** About this exercise **
What is needed is an exact copy of every entry below, with the pictures left out.

*** Records shown ***

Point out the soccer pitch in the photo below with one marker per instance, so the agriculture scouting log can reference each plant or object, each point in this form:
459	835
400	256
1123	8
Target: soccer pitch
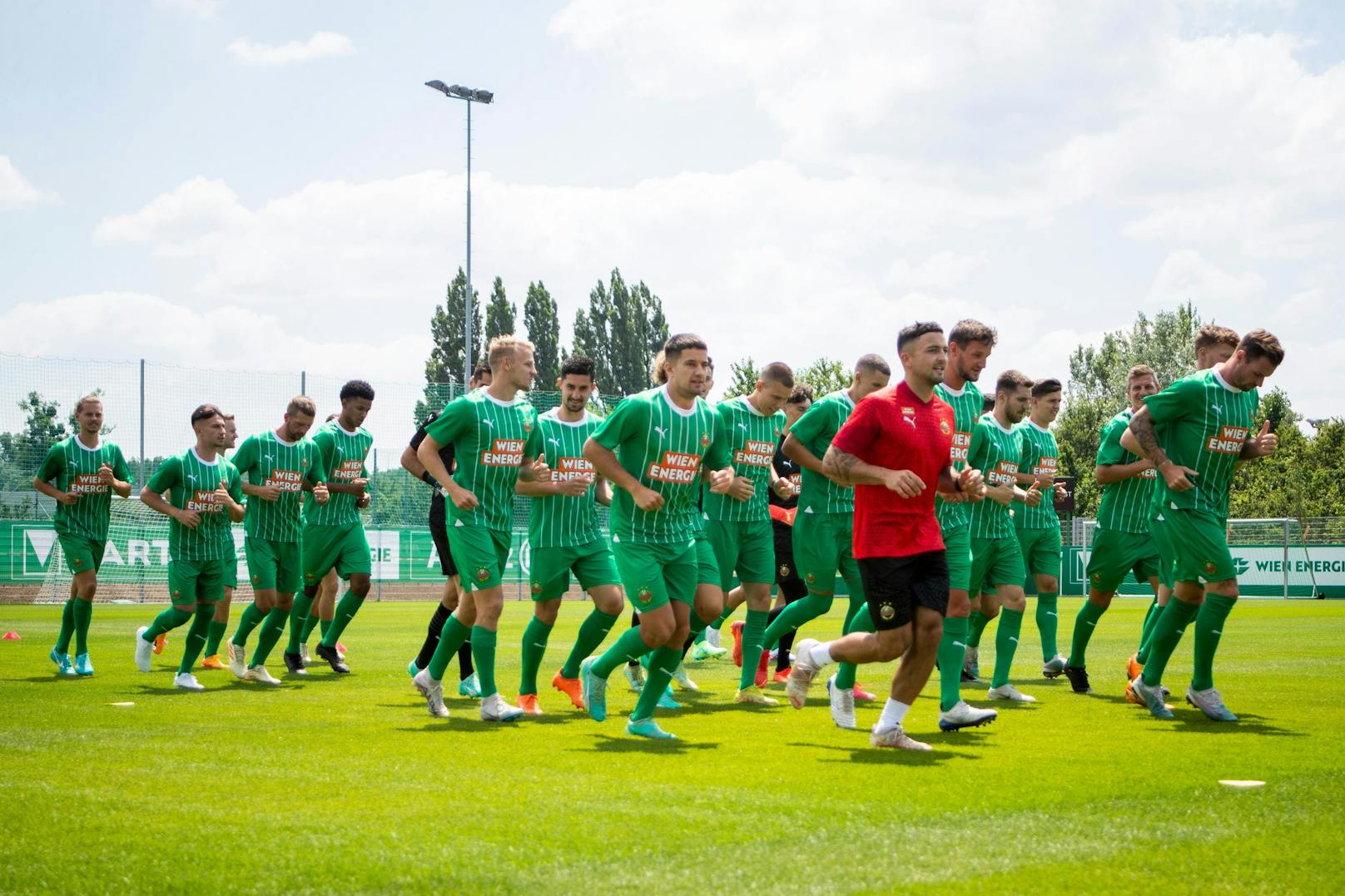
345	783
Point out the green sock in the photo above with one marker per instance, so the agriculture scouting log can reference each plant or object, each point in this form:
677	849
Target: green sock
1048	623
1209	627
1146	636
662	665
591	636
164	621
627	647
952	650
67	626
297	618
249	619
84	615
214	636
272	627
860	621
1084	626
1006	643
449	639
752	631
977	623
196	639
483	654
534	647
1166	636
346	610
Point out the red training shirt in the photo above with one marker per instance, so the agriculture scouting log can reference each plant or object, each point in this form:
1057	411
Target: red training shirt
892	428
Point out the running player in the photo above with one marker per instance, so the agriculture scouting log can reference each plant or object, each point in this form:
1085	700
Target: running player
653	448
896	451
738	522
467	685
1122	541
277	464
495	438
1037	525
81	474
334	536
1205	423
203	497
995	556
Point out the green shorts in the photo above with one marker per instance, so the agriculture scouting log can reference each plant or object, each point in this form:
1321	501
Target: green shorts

***

** Answer to the exercise **
Point out the soccer pitch in the photo below with one marker per instance, so the agriculture scouting log can reference each plant or object, each point in this form:
459	835
400	256
1123	8
Target: soccer pitch
345	783
Point out the green sock in the photo above with one marker per instance, so the agriculture scouting log can reference each plant or object, each point in this form:
677	849
Target: green sock
1048	623
1209	627
1146	636
662	665
591	636
164	621
627	647
952	650
67	626
297	618
249	619
84	615
214	636
272	627
860	621
1084	626
1006	643
449	639
752	631
977	623
196	639
483	654
534	647
1166	636
346	610
Point out the red training shirt in the photo above with one marker per instance, so the agriculture scouting log can reference each plant or object, each point in this form:
1057	411
Target: red training shirt
892	428
Point out the running player in the photo above with one marker per instance, so the agriculture scouting log can reference each plant or object, each point in this form:
1085	700
Target: running player
653	448
896	451
738	522
467	685
1122	541
277	464
495	438
1037	525
81	474
334	536
1205	423
203	497
995	556
Point out the green shorts in the photo above with one marker per instance, so the agriculture scouting log can reference each plant or object, each point in this form:
1321	501
Target: green shorts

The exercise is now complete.